About this task
Answer these questions from the bond market passage:
(a) What all-time intraday low did the 30-year U.S. Treasury yield reach?
(b) Who said the Bank of Japan would support markets with ample funds?
(c) Which central bank could become the first to respond to the crisis with a rate cut?

START Passage

The 10-year U.S. Treasury yield slid to 1.031%, surpassing Friday's intraday low of 1.116%, before recovering to 1.049%. The yield on the 30-year U.S. Treasury dropped to an all-time low in intraday trading of 1.584% before easing back up to 1.617%. The rate on the two-year also fell, touching 0.716%, its lowest since summer of 2016. Bond yields fall when prices rise.
Futures markets show that investors are betting the Fed will cut rates by 0.5 percentage point in two weeks's time, according to data from CME Group. That would take interest rates to a 1%-1.25% range. One week ago, the market was pricing only a 20% chance of a 0.25 percentage point cut, illustrating the stark change in investors' views about the threat from coronavirus.
"Given it's seen as a global shock, a coordinated easing cycle can take hold in our view," said Salman Ahmed, chief investment strategist at Lombard Odier Investment Managers. "It's the Fed which has the most room to ease, while the rest in key economies are just there for moral support at this stage. In Europe and Japan, the need is for stronger fiscal which can make a difference in supporting growth."
On Friday afternoon, Mr. Powell noted the evolving risks from the outbreak and said the U.S. central bank would act to support the economy. On Monday, Japan's Gov. Haruhiko Kuroda said the Bank of Japan would support markets with ample funds.
The Bank of England said it was working closely with government and international partners to ensure all necessary steps were taken to protect financial and monetary stability, raising the prospect of coordinated central bank action to combat the economic effects of the virus.
Meanwhile, the Reserve Bank of Australia could become the first central bank to respond to the crisis if it cuts rates at its meeting Tuesday.
German 10-year bond yields slipped to minus 0.655%, from minus 0.606% Friday, while Japanese yields were down at minus 0.141%, from minus 0.153% Friday.

END Passage
START Data extract

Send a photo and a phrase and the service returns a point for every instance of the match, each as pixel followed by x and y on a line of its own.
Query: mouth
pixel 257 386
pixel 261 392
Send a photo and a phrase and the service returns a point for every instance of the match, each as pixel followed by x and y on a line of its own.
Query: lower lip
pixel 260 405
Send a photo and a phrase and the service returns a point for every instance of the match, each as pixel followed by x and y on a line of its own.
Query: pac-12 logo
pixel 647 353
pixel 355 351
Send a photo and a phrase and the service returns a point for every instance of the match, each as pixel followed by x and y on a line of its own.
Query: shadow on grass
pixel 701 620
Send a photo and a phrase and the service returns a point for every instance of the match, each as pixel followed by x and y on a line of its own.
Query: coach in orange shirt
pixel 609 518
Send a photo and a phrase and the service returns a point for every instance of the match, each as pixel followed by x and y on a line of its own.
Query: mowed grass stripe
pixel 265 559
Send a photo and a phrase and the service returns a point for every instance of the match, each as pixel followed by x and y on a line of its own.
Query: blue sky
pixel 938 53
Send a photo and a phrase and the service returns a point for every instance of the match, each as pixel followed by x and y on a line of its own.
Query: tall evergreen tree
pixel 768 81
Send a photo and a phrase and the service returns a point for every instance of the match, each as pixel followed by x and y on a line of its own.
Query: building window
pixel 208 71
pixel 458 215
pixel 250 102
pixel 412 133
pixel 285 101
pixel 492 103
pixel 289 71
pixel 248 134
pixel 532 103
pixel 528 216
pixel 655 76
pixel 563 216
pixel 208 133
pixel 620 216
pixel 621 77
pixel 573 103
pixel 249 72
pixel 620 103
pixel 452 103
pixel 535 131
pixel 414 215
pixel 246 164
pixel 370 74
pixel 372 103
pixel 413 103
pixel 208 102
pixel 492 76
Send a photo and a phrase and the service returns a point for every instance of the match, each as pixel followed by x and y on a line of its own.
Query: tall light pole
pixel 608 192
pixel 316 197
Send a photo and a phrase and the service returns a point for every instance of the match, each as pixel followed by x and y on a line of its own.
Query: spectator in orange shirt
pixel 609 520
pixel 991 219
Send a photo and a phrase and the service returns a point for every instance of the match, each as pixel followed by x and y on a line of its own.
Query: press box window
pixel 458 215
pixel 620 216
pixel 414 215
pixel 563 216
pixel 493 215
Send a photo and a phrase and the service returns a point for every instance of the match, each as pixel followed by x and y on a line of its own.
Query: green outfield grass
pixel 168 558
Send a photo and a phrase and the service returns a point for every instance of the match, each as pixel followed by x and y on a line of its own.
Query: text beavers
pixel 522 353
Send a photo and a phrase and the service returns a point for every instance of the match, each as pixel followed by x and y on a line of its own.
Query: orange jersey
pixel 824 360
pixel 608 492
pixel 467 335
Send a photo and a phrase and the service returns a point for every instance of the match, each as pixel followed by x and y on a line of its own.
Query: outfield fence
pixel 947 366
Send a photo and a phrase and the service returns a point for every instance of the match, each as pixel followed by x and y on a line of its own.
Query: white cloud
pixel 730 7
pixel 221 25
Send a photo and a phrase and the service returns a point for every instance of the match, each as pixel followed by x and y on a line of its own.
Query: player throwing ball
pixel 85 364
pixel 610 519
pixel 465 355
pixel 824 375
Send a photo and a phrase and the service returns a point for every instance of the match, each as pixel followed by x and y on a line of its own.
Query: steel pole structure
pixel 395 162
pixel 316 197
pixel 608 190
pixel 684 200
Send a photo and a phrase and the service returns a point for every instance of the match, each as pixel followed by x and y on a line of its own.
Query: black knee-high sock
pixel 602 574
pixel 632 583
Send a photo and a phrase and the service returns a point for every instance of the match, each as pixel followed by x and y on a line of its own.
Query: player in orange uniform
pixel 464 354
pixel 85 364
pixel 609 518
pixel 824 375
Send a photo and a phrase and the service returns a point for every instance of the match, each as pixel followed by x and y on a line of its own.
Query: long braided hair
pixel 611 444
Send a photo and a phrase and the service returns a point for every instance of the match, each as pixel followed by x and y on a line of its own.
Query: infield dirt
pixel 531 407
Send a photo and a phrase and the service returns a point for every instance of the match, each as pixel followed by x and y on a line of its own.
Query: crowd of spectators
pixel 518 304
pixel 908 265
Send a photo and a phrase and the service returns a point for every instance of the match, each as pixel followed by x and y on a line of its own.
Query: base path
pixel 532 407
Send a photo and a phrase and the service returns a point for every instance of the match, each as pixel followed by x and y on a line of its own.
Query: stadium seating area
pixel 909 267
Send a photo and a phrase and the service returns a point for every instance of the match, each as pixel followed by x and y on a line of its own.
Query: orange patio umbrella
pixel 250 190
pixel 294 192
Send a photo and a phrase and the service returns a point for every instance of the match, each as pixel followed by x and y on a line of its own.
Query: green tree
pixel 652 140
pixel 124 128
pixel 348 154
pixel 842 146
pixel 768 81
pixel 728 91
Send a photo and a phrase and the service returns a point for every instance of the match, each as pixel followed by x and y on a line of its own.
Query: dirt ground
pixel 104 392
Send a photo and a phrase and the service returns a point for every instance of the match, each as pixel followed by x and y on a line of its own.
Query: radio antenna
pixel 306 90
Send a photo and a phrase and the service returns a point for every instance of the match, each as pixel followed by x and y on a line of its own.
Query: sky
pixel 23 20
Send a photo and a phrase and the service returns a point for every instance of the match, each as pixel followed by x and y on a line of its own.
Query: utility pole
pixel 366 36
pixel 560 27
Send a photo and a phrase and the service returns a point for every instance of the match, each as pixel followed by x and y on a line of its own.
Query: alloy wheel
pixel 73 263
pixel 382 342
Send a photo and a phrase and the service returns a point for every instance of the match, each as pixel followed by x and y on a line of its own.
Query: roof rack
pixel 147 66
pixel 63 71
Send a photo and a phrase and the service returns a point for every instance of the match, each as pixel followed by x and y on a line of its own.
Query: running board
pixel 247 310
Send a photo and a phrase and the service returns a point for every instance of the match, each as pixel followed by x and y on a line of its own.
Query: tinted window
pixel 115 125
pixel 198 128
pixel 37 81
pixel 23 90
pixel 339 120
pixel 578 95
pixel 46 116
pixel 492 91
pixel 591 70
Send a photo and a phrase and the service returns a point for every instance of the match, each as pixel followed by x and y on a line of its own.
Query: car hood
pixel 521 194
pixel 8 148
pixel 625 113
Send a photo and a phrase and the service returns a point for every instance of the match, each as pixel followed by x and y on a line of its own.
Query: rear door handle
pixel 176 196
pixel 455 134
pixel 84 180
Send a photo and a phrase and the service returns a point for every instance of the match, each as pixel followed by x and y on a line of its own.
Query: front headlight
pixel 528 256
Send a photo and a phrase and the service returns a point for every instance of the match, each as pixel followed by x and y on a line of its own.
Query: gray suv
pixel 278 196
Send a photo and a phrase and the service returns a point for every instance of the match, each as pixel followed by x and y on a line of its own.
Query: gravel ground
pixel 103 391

END Data extract

Task output
(a) 1.584%
(b) Japan's Gov. Haruhiko Kuroda
(c) The Reserve Bank of Australia